• **Description of the task**:
Please return all lines from the records below that include the string "orange".

• **Material to process**:
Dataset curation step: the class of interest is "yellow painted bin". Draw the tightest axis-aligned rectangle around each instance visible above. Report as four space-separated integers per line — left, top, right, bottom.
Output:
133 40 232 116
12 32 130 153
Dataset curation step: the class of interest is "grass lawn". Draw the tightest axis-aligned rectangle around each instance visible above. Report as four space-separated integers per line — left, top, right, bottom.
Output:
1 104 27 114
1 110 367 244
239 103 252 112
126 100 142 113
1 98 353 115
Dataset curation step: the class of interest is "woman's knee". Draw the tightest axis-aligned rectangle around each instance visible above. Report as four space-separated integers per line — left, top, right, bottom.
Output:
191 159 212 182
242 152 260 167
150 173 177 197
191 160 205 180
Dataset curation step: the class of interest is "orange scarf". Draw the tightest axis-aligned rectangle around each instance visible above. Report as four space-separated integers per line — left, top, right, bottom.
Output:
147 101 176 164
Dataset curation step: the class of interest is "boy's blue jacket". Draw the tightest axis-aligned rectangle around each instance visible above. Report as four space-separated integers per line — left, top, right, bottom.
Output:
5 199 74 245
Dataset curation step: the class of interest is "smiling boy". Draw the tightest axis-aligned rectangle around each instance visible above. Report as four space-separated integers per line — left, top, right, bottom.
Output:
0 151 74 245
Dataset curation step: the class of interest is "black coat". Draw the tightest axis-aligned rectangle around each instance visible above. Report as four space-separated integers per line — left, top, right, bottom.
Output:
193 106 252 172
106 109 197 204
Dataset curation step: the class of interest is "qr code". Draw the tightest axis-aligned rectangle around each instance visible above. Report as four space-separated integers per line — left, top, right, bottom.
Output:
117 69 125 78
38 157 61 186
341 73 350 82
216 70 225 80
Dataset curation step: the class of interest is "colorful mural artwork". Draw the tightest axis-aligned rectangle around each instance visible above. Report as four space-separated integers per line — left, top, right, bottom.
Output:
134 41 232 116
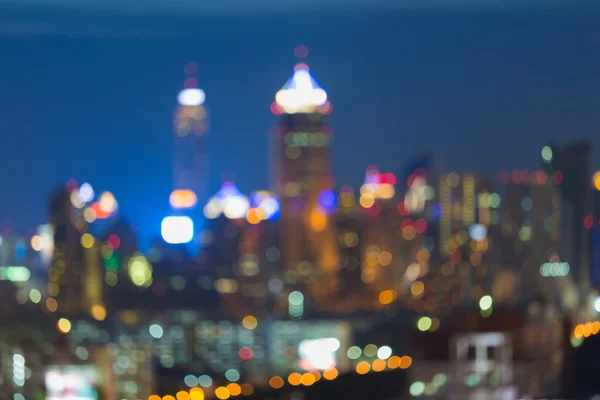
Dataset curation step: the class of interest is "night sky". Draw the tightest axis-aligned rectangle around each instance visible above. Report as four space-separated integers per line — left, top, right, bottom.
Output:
1 2 600 245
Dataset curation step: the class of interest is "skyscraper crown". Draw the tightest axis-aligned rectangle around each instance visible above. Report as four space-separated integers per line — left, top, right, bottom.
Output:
274 63 329 114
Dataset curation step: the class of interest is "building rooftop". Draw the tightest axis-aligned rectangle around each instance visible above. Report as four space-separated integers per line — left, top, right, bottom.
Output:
274 63 329 114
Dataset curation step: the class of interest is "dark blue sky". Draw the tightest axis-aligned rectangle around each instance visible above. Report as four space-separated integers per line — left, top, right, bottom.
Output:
1 4 600 243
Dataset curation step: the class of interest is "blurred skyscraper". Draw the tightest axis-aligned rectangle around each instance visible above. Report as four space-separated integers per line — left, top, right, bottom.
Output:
48 185 104 315
543 141 594 310
271 63 339 303
171 61 209 247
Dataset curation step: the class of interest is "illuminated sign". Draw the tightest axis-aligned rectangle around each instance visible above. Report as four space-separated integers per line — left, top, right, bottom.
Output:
298 338 341 370
45 365 99 400
161 216 194 244
540 262 570 277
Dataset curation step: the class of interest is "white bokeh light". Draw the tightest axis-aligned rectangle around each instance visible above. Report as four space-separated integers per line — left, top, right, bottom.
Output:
161 216 194 244
78 183 95 203
178 88 206 106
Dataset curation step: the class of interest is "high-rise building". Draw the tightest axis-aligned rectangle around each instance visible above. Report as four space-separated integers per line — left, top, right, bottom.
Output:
47 185 104 315
271 63 339 302
542 141 594 310
431 172 499 311
499 171 563 305
170 62 209 241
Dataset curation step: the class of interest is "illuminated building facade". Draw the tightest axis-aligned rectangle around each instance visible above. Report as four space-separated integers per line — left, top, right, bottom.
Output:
271 64 339 302
499 173 564 306
170 62 209 243
429 173 499 311
201 183 281 316
48 187 87 313
542 142 594 309
48 184 105 315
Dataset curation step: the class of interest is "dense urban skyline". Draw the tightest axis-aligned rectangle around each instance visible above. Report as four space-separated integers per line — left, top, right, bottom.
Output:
1 5 600 243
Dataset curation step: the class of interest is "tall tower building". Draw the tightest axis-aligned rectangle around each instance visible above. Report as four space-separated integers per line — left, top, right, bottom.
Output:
170 62 209 240
271 63 339 302
542 142 593 309
48 185 103 314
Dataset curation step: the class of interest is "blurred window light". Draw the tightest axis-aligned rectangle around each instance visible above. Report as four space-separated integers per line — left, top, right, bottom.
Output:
417 317 432 331
479 295 493 310
0 266 30 282
541 146 553 162
178 88 206 106
128 254 153 287
215 279 239 294
593 171 600 191
377 346 392 360
170 189 198 209
410 381 426 396
98 192 118 214
594 297 600 312
469 224 487 241
198 375 212 388
149 324 164 339
540 262 570 277
78 183 95 203
161 216 194 244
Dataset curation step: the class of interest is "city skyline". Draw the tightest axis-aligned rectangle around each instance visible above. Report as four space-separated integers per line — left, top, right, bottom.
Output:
2 8 600 243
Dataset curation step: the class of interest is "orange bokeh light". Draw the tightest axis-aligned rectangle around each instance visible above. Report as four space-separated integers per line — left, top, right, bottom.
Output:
170 190 198 209
399 356 413 369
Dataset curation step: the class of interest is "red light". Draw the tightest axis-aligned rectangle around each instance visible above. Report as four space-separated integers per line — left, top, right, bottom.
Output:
498 170 509 183
407 174 416 187
66 178 78 191
537 171 548 184
270 102 282 115
184 61 198 76
294 45 309 59
108 234 121 250
414 219 427 234
239 347 254 360
415 168 427 178
585 215 594 229
90 202 111 219
521 170 530 183
553 171 563 185
184 77 197 89
511 170 522 184
367 203 381 216
450 250 462 264
384 173 397 186
397 202 409 216
401 219 413 229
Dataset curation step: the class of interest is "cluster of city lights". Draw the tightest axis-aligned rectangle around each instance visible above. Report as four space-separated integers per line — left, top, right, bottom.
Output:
409 374 448 397
203 183 280 224
497 169 562 185
572 321 600 347
128 254 153 287
68 180 118 221
359 168 396 212
204 182 250 220
540 262 570 277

• **Result for this exercise**:
Dataset curation step: the class of interest is "orange scarf". Draw the tightest axis-aligned rectangle around each instance visible above. Report as four space-separated integers per line — left, top, right, bottom.
Dataset curation step: the class of interest is "orange bokeh light". Draw the tightest axis-aligned rectangle around each instance visible above. Report as four space-separated integers per line — left, top, right, bottom.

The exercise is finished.